_PROBLEM DESCRIPTION_. Set down the data again word for word. Skip any pictures.

_MATERIAL PROVIDED_.
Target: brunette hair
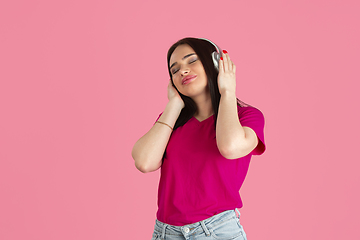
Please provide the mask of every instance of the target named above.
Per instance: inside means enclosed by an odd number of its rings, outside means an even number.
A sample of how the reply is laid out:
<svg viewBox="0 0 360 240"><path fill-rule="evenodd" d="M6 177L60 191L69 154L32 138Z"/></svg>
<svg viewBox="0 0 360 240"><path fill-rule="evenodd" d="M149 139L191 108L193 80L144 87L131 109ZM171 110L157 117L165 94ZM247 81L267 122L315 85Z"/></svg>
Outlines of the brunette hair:
<svg viewBox="0 0 360 240"><path fill-rule="evenodd" d="M175 87L173 79L172 79L172 74L170 71L170 57L171 57L172 53L174 52L174 50L179 45L183 45L183 44L187 44L192 49L194 49L195 53L199 57L202 65L204 67L204 70L205 70L205 73L207 76L207 80L208 80L208 88L210 91L211 103L212 103L212 108L214 111L215 129L216 129L216 120L217 120L219 104L220 104L220 97L221 97L221 94L219 92L218 82L217 82L219 73L216 70L213 60L212 60L212 57L211 57L211 53L216 51L216 48L209 41L206 41L203 39L198 39L198 38L188 37L188 38L180 39L179 41L174 43L169 48L168 53L167 53L167 64L168 64L168 70L169 70L171 82L185 103L185 107L181 110L180 115L179 115L178 119L176 120L174 130L180 126L183 126L197 111L196 103L190 97L181 94L179 92L179 90ZM237 99L238 106L240 106L240 107L250 106L249 104L246 104L246 103L240 101L238 98L236 98L236 99Z"/></svg>

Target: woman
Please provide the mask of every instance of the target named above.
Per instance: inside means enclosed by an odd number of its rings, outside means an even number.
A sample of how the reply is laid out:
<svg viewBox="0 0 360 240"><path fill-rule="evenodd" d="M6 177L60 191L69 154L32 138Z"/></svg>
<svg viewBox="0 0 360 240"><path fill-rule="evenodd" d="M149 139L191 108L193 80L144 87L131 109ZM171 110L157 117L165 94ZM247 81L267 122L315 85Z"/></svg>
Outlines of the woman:
<svg viewBox="0 0 360 240"><path fill-rule="evenodd" d="M239 190L265 151L264 116L237 99L235 65L211 41L181 39L167 62L169 102L132 151L141 172L161 167L152 239L246 239Z"/></svg>

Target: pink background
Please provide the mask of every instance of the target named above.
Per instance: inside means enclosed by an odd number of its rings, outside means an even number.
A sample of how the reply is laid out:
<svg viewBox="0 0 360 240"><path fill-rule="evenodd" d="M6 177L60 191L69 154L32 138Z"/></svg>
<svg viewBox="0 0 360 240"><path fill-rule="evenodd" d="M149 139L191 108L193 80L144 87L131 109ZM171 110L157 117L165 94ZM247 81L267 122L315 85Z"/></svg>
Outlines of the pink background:
<svg viewBox="0 0 360 240"><path fill-rule="evenodd" d="M166 52L213 40L267 151L249 240L358 239L358 1L1 1L0 239L150 239L159 171L134 143L167 103Z"/></svg>

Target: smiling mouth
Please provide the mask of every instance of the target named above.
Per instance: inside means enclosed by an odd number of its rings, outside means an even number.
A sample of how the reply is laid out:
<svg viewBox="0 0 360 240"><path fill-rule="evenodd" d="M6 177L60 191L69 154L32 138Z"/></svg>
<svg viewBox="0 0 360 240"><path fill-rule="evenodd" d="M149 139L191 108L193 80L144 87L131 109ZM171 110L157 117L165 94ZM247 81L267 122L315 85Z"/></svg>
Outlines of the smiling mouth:
<svg viewBox="0 0 360 240"><path fill-rule="evenodd" d="M186 79L182 82L182 84L183 84L183 85L184 85L184 84L188 84L188 83L192 82L193 80L195 80L196 77L197 77L197 76L194 75L194 76L191 76L191 77L189 77L189 78L186 78Z"/></svg>

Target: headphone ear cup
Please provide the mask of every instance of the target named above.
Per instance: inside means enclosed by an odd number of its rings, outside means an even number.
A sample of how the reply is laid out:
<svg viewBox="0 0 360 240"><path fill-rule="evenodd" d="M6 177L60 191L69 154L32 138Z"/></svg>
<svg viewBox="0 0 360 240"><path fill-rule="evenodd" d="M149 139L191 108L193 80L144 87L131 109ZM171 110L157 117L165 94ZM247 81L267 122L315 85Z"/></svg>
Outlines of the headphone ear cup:
<svg viewBox="0 0 360 240"><path fill-rule="evenodd" d="M214 62L215 69L217 71L219 71L219 62L220 62L220 57L221 57L221 52L222 52L221 49L215 43L210 41L209 39L206 39L206 38L198 38L198 39L208 41L216 48L217 51L212 52L211 56L212 56L212 60Z"/></svg>
<svg viewBox="0 0 360 240"><path fill-rule="evenodd" d="M211 54L211 56L212 56L212 59L213 59L213 62L214 62L214 66L215 66L216 70L219 71L220 54L217 53L217 52L213 52L213 53Z"/></svg>

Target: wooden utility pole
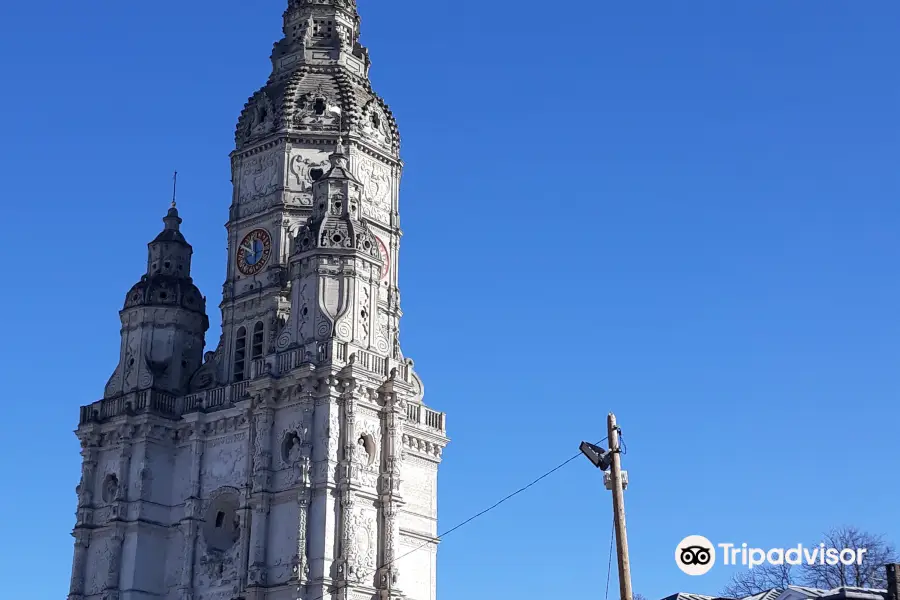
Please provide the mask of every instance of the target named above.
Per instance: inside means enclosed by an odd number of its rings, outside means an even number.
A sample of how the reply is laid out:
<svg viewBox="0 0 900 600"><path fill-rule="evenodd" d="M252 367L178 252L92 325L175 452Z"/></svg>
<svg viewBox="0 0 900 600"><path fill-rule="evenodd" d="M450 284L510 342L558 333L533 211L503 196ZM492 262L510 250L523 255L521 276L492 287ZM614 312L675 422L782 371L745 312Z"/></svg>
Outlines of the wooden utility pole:
<svg viewBox="0 0 900 600"><path fill-rule="evenodd" d="M616 557L619 563L619 592L621 600L633 600L631 594L631 565L628 562L628 536L625 533L625 498L622 492L622 454L619 451L619 428L616 415L606 419L612 465L609 476L613 494L613 519L616 525Z"/></svg>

_RESULT OF THE EXERCISE_.
Target: brunette hair
Please provide the mask of every instance of the target named above.
Per instance: inside means enclosed by an odd number of its rings, outside means an even number.
A sample of how the reply is laid out:
<svg viewBox="0 0 360 240"><path fill-rule="evenodd" d="M6 177L60 191L69 154L32 138Z"/></svg>
<svg viewBox="0 0 360 240"><path fill-rule="evenodd" d="M149 139L191 108L193 80L144 87L131 109ZM171 110L157 117L165 94ZM247 81L267 122L315 85Z"/></svg>
Outlines of the brunette hair:
<svg viewBox="0 0 360 240"><path fill-rule="evenodd" d="M175 87L173 79L172 79L172 74L170 71L170 57L171 57L172 53L174 52L174 50L179 45L183 45L183 44L187 44L192 49L194 49L195 53L199 57L202 65L204 67L204 70L205 70L205 73L207 76L207 80L208 80L208 88L210 91L211 103L212 103L212 108L214 111L215 129L216 129L216 120L217 120L219 104L220 104L220 97L221 97L221 94L219 92L218 82L217 82L219 73L216 70L213 60L212 60L212 57L211 57L211 53L216 51L216 48L209 41L206 41L203 39L198 39L198 38L188 37L188 38L180 39L179 41L174 43L169 48L168 53L167 53L167 64L168 64L168 70L169 70L171 82L185 103L185 107L181 110L180 115L179 115L178 119L176 120L174 130L180 126L183 126L197 111L196 103L190 97L181 94L179 92L179 90ZM237 99L238 106L240 106L240 107L250 106L249 104L246 104L246 103L240 101L238 98L236 98L236 99Z"/></svg>

Target: woman
Please provide the mask of every instance of the target named above.
Per instance: inside means enclosed by an odd number of its rings, outside means an even number.
A sample of how the reply is laid out:
<svg viewBox="0 0 360 240"><path fill-rule="evenodd" d="M6 177L60 191L69 154L32 138Z"/></svg>
<svg viewBox="0 0 360 240"><path fill-rule="evenodd" d="M149 139L191 108L193 80L144 87L131 109ZM171 110L157 117L165 94ZM247 81L267 122L315 85Z"/></svg>
Outlines of the woman:
<svg viewBox="0 0 360 240"><path fill-rule="evenodd" d="M239 190L265 151L264 116L237 99L235 65L211 41L181 39L167 62L169 102L132 151L141 172L161 167L152 239L246 239Z"/></svg>

Target: pink background
Please provide the mask of every instance of the target named above.
Per instance: inside means enclosed by an odd number of its rings, outside means an even number.
A sample of how the reply is laid out:
<svg viewBox="0 0 360 240"><path fill-rule="evenodd" d="M6 177L60 191L69 154L32 138Z"/></svg>
<svg viewBox="0 0 360 240"><path fill-rule="evenodd" d="M149 139L191 108L193 80L144 87L131 109ZM171 110L157 117L165 94ZM247 81L267 122L315 85Z"/></svg>
Outlines of the pink background:
<svg viewBox="0 0 360 240"><path fill-rule="evenodd" d="M166 52L213 40L267 151L249 240L358 239L358 1L1 1L0 239L150 239L159 171L134 143L167 103Z"/></svg>

Target: smiling mouth
Please provide the mask of every instance of the target named above.
Per instance: inside means enclosed by an odd number of its rings, outside means an even number.
A sample of how the reply is laid out:
<svg viewBox="0 0 360 240"><path fill-rule="evenodd" d="M6 177L60 191L69 154L32 138Z"/></svg>
<svg viewBox="0 0 360 240"><path fill-rule="evenodd" d="M149 139L191 108L193 80L144 87L131 109ZM171 110L157 117L165 94ZM247 81L267 122L315 85Z"/></svg>
Outlines of the smiling mouth:
<svg viewBox="0 0 360 240"><path fill-rule="evenodd" d="M186 79L182 82L182 84L183 84L183 85L184 85L184 84L188 84L188 83L192 82L193 80L195 80L196 77L197 77L197 76L194 75L194 76L191 76L191 77L189 77L189 78L186 78Z"/></svg>

Target: headphone ear cup
Please provide the mask of every instance of the target named above.
Per instance: inside means enclosed by an odd number of its rings, outside means an even number.
A sample of how the reply is laid out:
<svg viewBox="0 0 360 240"><path fill-rule="evenodd" d="M6 177L60 191L69 154L32 138Z"/></svg>
<svg viewBox="0 0 360 240"><path fill-rule="evenodd" d="M149 139L191 108L193 80L144 87L131 109ZM171 110L157 117L165 94ZM247 81L267 122L315 85Z"/></svg>
Outlines of the headphone ear cup:
<svg viewBox="0 0 360 240"><path fill-rule="evenodd" d="M214 62L215 69L217 71L219 71L219 62L220 62L220 57L221 57L221 52L222 52L221 49L215 43L210 41L209 39L206 39L206 38L198 38L198 39L208 41L216 48L217 51L212 52L211 56L212 56L212 60Z"/></svg>
<svg viewBox="0 0 360 240"><path fill-rule="evenodd" d="M211 54L211 56L212 56L212 59L213 59L213 62L214 62L214 66L215 66L216 70L219 71L220 54L217 53L217 52L213 52L213 53Z"/></svg>

Target: wooden utility pole
Please provide the mask of every instance of the target named above.
Per instance: inside means enclosed by an odd number of its rings, outside means an even number.
A sample of how the reply is laid out:
<svg viewBox="0 0 900 600"><path fill-rule="evenodd" d="M252 367L178 252L92 325L175 452Z"/></svg>
<svg viewBox="0 0 900 600"><path fill-rule="evenodd" d="M450 284L510 342L558 333L533 211L503 196ZM492 262L510 250L523 255L521 276L492 287ZM614 312L675 422L782 371L745 312Z"/></svg>
Outlines of the wooden utility pole:
<svg viewBox="0 0 900 600"><path fill-rule="evenodd" d="M616 557L619 563L619 592L621 600L633 600L631 594L631 565L628 562L628 536L625 533L625 498L622 492L622 454L619 451L619 428L616 415L606 419L612 465L609 476L613 494L613 519L616 525Z"/></svg>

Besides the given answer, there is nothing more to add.